Given records:

-=-=-

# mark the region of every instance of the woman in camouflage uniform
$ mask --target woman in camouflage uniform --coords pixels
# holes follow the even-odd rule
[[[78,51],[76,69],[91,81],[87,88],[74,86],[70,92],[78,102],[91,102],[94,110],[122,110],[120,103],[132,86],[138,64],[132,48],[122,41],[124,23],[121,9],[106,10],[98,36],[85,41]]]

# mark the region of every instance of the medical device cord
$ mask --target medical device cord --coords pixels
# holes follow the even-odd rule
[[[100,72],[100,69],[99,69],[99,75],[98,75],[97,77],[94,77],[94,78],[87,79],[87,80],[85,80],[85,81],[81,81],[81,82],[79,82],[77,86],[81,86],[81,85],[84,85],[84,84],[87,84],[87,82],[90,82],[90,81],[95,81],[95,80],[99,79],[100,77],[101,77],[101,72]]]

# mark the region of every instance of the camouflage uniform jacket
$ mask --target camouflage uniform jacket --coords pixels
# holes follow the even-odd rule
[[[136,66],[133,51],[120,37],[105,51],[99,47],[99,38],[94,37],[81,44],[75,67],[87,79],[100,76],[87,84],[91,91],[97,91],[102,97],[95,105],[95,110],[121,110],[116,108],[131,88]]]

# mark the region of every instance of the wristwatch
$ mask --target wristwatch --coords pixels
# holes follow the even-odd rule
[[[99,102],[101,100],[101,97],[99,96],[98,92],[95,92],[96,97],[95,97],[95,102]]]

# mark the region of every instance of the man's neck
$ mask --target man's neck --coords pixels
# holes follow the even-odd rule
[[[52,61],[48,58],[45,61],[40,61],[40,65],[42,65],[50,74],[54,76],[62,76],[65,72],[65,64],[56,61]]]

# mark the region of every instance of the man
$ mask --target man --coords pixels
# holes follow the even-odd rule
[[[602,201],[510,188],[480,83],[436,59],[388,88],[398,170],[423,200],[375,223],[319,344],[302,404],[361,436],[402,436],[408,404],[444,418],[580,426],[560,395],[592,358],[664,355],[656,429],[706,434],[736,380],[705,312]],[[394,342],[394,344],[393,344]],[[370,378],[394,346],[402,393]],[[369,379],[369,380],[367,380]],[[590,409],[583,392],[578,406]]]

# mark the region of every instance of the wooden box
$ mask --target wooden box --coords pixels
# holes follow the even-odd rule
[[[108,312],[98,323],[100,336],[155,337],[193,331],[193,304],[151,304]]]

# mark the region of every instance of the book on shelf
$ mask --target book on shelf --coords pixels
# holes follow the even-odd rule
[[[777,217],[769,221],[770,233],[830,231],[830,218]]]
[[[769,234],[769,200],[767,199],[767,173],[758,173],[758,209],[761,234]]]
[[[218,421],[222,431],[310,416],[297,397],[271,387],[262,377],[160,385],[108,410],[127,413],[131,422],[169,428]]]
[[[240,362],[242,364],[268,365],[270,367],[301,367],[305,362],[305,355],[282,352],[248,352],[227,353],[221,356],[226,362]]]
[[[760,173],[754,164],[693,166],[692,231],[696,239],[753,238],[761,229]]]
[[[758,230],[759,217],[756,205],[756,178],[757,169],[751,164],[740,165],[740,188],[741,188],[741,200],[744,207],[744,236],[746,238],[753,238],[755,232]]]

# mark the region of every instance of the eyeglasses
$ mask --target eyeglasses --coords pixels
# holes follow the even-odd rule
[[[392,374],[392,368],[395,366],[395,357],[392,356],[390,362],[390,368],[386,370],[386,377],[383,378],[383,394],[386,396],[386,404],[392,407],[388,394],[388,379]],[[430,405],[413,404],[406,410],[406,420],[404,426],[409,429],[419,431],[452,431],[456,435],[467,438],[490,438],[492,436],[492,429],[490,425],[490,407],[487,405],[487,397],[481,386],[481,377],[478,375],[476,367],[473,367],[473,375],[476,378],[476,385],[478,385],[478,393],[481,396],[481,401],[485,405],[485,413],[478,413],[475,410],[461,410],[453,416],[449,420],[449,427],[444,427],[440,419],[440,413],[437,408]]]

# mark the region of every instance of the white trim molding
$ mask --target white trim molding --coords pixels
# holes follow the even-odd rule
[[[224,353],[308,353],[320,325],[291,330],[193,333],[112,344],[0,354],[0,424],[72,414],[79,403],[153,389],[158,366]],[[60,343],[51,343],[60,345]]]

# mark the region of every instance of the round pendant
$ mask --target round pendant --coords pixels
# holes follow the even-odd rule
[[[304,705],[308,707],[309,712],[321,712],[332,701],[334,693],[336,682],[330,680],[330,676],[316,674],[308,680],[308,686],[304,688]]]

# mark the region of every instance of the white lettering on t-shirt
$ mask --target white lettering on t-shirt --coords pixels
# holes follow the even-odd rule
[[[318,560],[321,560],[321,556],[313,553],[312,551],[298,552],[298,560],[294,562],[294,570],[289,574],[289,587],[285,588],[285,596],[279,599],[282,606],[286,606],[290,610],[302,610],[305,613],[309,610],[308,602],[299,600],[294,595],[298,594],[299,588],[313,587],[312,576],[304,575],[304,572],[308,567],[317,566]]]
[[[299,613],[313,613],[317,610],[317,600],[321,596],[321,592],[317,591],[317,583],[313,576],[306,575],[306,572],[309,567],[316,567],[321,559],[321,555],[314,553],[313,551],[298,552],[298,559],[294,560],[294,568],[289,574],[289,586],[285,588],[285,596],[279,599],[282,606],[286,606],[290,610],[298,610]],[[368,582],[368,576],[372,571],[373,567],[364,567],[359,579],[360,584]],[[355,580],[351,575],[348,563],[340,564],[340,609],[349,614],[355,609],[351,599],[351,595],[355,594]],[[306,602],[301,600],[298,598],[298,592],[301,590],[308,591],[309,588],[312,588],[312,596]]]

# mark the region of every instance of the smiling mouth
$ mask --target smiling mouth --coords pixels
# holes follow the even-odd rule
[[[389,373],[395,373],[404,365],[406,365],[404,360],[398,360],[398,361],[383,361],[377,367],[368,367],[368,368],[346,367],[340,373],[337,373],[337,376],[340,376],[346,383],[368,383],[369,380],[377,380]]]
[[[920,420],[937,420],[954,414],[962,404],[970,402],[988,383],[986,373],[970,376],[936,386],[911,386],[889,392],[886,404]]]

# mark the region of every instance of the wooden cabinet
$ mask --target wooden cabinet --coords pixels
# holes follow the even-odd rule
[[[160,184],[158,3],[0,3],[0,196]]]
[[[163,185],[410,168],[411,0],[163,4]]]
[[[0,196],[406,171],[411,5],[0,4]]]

-=-=-

Problem to solve: Copy the records from the line with "# mark the region of every instance of the wooden cabinet" through the end of the records, including both ends, and give those lines alone.

Exercise output:
# mark the region of every instance of the wooden cabinet
$ mask --target wooden cabinet --coords pixels
# holes follow the even-odd rule
[[[160,184],[158,3],[0,3],[0,196]]]
[[[163,185],[410,168],[411,0],[163,4]]]
[[[0,196],[406,171],[411,5],[0,4]]]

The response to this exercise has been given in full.